Source data:
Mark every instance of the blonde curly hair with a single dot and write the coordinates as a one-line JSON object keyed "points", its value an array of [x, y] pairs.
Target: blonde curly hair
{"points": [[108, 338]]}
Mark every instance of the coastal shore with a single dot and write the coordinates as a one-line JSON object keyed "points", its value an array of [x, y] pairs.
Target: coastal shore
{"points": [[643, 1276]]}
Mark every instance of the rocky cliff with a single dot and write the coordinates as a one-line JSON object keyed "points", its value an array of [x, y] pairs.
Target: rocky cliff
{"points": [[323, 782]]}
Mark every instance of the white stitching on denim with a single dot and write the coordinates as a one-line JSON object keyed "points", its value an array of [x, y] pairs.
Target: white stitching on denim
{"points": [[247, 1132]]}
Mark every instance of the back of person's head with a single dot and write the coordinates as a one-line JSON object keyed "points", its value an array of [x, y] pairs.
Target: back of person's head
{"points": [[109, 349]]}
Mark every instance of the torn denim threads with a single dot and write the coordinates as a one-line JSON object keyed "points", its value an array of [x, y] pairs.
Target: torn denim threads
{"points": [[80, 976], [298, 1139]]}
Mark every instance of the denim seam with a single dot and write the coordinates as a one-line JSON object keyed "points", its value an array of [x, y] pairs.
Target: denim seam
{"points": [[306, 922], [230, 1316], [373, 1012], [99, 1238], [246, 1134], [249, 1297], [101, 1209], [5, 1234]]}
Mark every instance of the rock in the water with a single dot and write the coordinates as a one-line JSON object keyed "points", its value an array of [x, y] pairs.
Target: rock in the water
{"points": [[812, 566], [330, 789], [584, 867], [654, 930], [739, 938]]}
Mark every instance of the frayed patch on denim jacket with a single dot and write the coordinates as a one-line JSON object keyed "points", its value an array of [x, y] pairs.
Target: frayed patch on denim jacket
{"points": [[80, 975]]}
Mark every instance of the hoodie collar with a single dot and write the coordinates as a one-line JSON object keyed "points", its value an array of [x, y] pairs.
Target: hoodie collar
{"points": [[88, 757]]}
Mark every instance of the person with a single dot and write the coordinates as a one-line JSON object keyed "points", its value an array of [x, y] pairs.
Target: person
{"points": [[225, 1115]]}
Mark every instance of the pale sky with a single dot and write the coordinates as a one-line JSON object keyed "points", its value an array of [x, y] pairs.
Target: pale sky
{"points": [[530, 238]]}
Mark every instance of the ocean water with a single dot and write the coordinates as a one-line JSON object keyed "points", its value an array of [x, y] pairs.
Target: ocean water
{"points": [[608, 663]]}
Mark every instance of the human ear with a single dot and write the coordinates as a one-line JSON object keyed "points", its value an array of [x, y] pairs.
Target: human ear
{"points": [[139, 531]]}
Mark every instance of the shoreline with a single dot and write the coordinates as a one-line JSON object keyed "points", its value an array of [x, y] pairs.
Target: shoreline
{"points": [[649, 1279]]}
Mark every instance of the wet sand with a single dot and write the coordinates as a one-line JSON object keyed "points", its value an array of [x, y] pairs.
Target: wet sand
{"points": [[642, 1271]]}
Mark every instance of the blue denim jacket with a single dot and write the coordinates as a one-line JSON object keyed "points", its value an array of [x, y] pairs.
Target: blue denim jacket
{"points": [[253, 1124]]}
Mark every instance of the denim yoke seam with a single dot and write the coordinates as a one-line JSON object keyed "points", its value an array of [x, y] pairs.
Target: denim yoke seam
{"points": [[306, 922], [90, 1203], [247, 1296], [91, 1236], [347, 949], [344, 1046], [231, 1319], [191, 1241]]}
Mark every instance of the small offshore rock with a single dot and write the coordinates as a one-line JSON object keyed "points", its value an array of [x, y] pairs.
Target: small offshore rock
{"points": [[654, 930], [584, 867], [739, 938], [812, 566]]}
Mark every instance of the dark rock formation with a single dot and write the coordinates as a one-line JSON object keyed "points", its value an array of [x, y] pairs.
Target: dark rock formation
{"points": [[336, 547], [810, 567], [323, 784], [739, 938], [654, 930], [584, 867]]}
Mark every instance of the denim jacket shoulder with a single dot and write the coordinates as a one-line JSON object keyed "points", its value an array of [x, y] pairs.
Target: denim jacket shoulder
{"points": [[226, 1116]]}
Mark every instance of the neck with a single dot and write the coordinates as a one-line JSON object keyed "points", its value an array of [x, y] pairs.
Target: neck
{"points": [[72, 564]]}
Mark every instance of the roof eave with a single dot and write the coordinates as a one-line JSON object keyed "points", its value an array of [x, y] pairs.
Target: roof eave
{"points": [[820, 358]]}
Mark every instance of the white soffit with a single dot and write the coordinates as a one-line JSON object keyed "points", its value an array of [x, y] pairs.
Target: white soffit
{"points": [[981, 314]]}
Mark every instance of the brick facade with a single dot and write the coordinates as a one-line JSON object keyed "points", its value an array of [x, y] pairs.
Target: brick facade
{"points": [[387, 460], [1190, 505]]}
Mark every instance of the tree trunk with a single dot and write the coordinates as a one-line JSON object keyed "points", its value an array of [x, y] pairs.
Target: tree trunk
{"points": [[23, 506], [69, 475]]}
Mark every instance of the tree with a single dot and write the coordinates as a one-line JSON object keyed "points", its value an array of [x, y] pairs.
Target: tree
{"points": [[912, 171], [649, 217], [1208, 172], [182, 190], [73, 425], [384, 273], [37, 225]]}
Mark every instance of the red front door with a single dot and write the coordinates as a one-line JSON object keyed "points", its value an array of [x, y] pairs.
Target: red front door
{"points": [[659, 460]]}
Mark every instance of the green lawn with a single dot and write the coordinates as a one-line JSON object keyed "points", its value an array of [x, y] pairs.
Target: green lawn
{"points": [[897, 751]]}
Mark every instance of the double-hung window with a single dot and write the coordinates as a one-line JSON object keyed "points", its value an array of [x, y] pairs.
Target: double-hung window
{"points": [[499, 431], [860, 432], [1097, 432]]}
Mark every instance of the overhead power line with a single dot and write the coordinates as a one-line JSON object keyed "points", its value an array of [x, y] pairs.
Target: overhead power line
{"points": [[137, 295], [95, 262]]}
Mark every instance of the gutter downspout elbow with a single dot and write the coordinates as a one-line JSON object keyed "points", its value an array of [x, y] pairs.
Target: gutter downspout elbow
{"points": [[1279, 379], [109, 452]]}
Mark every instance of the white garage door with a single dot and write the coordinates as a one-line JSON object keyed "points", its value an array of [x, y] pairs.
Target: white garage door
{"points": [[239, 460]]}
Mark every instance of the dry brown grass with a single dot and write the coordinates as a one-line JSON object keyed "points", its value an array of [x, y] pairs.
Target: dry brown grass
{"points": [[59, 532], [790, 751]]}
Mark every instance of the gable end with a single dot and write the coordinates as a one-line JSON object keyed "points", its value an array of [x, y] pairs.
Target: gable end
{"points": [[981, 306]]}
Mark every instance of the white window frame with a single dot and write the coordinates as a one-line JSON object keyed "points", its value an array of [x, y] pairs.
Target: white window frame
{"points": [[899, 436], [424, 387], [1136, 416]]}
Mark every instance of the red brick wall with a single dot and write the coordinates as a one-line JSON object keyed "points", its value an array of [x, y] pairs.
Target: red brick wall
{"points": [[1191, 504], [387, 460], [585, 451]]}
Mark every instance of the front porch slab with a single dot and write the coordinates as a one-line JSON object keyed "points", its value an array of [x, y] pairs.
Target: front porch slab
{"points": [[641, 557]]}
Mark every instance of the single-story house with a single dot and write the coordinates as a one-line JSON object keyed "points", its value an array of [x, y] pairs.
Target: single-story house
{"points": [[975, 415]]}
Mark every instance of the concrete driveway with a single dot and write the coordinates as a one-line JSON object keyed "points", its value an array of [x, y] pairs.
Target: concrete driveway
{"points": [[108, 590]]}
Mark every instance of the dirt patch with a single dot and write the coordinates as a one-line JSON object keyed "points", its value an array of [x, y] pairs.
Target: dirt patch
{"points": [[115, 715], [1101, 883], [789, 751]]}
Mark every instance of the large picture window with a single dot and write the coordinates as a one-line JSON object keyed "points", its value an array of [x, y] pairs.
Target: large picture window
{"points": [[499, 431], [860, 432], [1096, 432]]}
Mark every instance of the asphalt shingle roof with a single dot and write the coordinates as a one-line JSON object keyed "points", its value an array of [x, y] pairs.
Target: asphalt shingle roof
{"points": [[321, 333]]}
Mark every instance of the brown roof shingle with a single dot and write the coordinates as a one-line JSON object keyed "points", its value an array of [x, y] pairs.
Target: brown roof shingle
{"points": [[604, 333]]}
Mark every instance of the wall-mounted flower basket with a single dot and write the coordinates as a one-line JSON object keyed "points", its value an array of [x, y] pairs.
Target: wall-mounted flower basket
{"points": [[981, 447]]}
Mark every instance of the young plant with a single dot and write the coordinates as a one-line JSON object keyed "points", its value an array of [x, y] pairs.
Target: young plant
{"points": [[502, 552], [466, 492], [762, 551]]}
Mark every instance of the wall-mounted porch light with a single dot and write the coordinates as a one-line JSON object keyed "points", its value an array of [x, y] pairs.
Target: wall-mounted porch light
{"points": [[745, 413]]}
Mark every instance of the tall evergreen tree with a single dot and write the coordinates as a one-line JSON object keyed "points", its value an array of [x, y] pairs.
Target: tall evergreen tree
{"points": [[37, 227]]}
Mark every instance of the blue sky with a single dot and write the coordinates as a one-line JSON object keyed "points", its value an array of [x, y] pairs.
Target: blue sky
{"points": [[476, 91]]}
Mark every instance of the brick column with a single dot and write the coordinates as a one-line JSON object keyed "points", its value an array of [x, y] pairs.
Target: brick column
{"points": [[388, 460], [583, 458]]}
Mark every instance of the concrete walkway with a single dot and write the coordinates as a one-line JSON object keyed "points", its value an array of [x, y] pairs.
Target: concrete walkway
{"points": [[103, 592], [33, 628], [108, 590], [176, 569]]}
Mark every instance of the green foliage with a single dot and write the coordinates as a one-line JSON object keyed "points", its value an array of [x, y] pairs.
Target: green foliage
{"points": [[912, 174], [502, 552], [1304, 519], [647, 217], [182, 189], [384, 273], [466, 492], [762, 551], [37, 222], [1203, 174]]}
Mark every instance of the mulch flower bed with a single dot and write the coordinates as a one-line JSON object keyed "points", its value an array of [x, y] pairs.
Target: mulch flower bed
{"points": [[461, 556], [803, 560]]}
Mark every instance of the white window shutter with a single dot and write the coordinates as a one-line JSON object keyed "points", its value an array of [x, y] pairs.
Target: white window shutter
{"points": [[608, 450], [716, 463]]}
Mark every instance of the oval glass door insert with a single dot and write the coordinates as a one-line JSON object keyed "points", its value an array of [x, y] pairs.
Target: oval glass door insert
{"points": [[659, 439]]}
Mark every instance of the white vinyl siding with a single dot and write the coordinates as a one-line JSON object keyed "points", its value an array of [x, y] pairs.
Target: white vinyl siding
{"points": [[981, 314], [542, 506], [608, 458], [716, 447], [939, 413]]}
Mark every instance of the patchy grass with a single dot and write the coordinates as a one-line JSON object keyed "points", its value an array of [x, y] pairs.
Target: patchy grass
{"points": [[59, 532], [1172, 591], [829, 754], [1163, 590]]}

# Exercise goal
Give only the lines from the one holding "Target: blue denim jacket" through the one holding "Mark every instance of the denim yoke", each restated exactly as it appears above.

# Reply to the exercise
Target: blue denim jacket
{"points": [[253, 1124]]}
Mark every instance of the denim yoke seam with a single dot and write the coordinates as a one-line JSON object keyed "points", its value an array of [x, y] pairs.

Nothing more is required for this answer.